━━━ Selected passage ━━━

Three students win Goldwater Scholarships

by Kristine Jiwoo Ahn | 4/28/17 2:05am

Kevin Kang ’18, Chenguang Li ’18 and Jared Lichtman ’18 have been named 2017 Goldwater Scholars. The Goldwater Scholarship, established by Congress in 1986 in honor of former Sen. Barry Goldwater, R-A.Z., is a prestigious undergraduate scholarship given in the natural sciences, engineering and mathematics.

Kang, Li and Lichtman are among 240 sophomores and juniors selected from 1,286 candidates nominated by campus representatives from 2,000 colleges and universities nationwide. The scholarship provides funding up to $7,500 per year for each student to cover the cost of tuition and fees, books and room and board.

In addition to the 240 scholars, another 307 nominees received honorable mentions.

The Board of Trustees of the Goldwater Foundation considers a nominee’s commitment and potential to make a significant contribution to his or her field through letters of recommendation, one’s academic transcript, essays and research experience.

━━━ Dataset records ━━━

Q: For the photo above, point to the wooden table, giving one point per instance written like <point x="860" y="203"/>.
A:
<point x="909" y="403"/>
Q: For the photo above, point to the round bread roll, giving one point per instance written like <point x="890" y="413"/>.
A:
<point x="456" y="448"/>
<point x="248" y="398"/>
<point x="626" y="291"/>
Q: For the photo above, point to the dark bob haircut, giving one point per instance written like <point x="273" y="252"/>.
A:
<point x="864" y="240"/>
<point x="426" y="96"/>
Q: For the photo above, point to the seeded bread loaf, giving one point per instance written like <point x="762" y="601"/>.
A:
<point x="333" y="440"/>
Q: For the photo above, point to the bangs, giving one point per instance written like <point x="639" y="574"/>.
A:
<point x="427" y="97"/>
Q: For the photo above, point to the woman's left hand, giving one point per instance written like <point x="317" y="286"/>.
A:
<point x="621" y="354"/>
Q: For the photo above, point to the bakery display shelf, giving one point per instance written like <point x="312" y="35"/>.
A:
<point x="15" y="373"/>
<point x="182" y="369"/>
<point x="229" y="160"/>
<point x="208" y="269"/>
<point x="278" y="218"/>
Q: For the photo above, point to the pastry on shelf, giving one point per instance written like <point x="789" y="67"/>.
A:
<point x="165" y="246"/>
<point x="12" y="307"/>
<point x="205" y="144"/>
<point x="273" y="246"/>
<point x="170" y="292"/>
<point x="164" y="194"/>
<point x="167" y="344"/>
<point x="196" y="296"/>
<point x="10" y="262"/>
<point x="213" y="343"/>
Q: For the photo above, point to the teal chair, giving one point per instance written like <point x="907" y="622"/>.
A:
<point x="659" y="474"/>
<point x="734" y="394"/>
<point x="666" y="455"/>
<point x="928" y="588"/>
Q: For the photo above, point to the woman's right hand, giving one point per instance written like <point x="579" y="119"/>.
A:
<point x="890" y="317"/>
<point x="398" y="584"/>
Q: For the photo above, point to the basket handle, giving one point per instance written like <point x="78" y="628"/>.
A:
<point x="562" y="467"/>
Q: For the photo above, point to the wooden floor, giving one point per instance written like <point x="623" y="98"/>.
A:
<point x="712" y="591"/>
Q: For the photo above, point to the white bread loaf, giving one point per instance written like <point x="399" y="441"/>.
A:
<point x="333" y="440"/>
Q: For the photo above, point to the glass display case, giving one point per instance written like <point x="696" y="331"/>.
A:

━━━

● To do
1. Answer these questions about the Goldwater Scholarships article:
(a) In what year did Congress establish the Goldwater Scholarship?
(b) How many nominees received honorable mentions in addition to the scholars?
(c) What is the most funding the scholarship provides each student per year?
2. Could you write the next part of the article on the three students who won Goldwater Scholarships, starting after its final paragraph?

● Per-task outputs
1.
(a) 1986
(b) 307
(c) $7,500

2.
Kang is a biomedical engineering sciences major from Erie, Pennsylvania. He is interested in the application of engineering principles to solve medical problems and develop new medical devices and Kang has done research in several science, technology, engineering and math departments, working in computational neuroscience, astrophysics and cancer immunotherapy at the Dartmouth-Hitchcock Medical Center. In the future, Kang hopes to concentrate his research in the area of tissue engineering, a field in which researchers seek ways to grow new human tissue and organs for transplant.

Kang credited the College for helping him forge close connections with professors and researchers.

“Dartmouth has helped develop my passions by offering me great opportunities to pursue research in diverse STEM fields and work closely with world leaders in research,” Kang said. “The amazing accessibility of Dartmouth professors has helped me acquire a broad knowledge base in biomedical engineering.”

Kang has been accepted to the Geisel School of Medicine through its Biomedical Engineering Early Assurance Program and intends to enroll there after graduation.

Li is a physics major from Richland, Washington, interested in the intersection of physics and neuroscience.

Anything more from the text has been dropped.